▶ Exercise requirements:
• a. Who is listed as the editor of the DOM Parsing and Serialization page?
• b. Turn the lines of the records starting at the line containing "If you could segment every instance of the <item>lab" and ending at the last line of the records into a numbered list, leaving out blank lines.

▶ Page:
________________________
The Wayback Machine - http://web.archive.org/web/20110903070301/http://html5.org/specs/dom-parsing.html

DOM Parsing and Serialization

Work in Progress — Last Update 31 August 2011

Editor: Ms2ger <ms2ger@gmail.com>
Version history: http://bitbucket.org/ms2ger/dom-parsing-and-serialization

Abstract

Issues
1 Conformance
1. 1.1 Dependencies
2. 1.2 Extensibility
2 Terminology
3 Parsing and serializing Nodes
1. 3.1 Parsing
2. 3.2 Serializing
4 The DOMParser interface
5 The XMLSerializer interface
6 Extensions to the Element interface
7 Extensions to the Text interface
8 Extensions to the Range interface
References
Acknowledgements

Issues

Various issues are listed in the rest of the document.

This specification currently requires using the XML Parser for some APIs, when in an XML document. It is unclear whether consensus can be found for this approach.

1 Conformance

All diagrams, examples, and notes in this specification are non-normative, as are all sections explicitly marked non-normative. Everything else in this specification is normative.

The key words "MUST", "MUST NOT", "REQUIRED", "SHOULD", "SHOULD NOT", "RECOMMENDED", "MAY", and "OPTIONAL" in the normative parts of this document are to be interpreted as described in RFC2119. For readability, these words do not appear in all uppercase letters in this specification. [RFC2119]

Requirements phrased in the imperative as part of algorithms (such as "strip any leading space characters" or "return false and abort these steps") are to be interpreted with the meaning of the key word ("must", "should", "may", etc) used in introducing the algorithm.

Conformance requirements phrased as algorithms or specific steps may be implemented in any manner, so long as the end result is equivalent. (In particular, the algorithms defined in this specification are intended to be easy to follow, and not intended to be performant.)

User agents may impose implementation-specific limits on otherwise unconstrained inputs, e.g. to prevent denial of service attacks, to guard against running out of memory, or to work around platform-specific limitations.

When a method or an attribute is said to call another method or attribute, the user agent must invoke its internal API for that attribute or method so that e.g. the author can't change the behavior by overriding attributes or methods with custom properties or functions in ECMAScript.
________________________
Stored items from a collection:
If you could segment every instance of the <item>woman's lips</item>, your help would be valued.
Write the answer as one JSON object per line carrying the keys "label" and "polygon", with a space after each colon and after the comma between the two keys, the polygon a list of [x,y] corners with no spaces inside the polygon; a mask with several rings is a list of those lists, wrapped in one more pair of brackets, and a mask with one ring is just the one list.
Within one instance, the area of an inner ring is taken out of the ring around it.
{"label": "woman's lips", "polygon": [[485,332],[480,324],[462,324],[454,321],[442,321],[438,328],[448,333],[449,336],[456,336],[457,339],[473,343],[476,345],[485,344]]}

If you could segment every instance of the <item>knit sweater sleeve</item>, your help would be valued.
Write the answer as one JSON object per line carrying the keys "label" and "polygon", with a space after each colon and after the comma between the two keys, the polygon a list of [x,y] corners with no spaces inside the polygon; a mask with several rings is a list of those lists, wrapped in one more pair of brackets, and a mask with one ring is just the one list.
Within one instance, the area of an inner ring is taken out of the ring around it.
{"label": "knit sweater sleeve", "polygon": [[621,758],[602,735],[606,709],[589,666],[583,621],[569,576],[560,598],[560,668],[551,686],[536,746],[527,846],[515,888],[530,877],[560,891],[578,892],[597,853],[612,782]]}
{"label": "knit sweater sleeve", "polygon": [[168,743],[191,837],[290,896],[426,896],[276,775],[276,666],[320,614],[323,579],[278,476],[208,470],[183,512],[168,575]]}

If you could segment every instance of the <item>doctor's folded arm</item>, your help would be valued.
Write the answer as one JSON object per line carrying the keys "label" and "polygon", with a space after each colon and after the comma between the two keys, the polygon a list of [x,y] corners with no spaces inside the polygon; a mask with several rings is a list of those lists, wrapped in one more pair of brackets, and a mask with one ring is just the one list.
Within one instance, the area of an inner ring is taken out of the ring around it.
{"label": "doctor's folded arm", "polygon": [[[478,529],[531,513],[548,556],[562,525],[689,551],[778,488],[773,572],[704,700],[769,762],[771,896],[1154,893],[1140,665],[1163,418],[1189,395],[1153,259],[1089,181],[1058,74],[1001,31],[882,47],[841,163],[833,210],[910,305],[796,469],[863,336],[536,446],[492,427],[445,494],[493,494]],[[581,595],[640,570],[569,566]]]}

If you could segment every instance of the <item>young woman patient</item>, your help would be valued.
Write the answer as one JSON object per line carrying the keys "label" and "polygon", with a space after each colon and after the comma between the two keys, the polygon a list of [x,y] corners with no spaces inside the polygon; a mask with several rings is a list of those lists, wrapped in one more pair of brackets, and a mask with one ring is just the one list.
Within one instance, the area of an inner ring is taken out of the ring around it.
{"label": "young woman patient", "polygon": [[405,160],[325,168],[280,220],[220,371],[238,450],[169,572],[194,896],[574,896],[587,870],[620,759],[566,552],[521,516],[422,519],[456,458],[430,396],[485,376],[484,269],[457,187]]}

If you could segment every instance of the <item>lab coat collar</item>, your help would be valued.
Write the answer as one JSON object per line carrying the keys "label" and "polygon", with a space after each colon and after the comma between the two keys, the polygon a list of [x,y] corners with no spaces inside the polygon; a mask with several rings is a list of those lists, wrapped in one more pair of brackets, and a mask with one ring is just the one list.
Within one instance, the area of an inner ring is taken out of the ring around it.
________________________
▶ Replies:
• a. Ms2ger

• b.
1. If you could segment every instance of the <item>lab coat collar</item>, your help would be valued.
2. Write the answer as one JSON object per line carrying the keys "label" and "polygon", with a space after each colon and after the comma between the two keys, the polygon a list of [x,y] corners with no spaces inside the polygon; a mask with several rings is a list of those lists, wrapped in one more pair of brackets, and a mask with one ring is just the one list.
3. Within one instance, the area of an inner ring is taken out of the ring around it.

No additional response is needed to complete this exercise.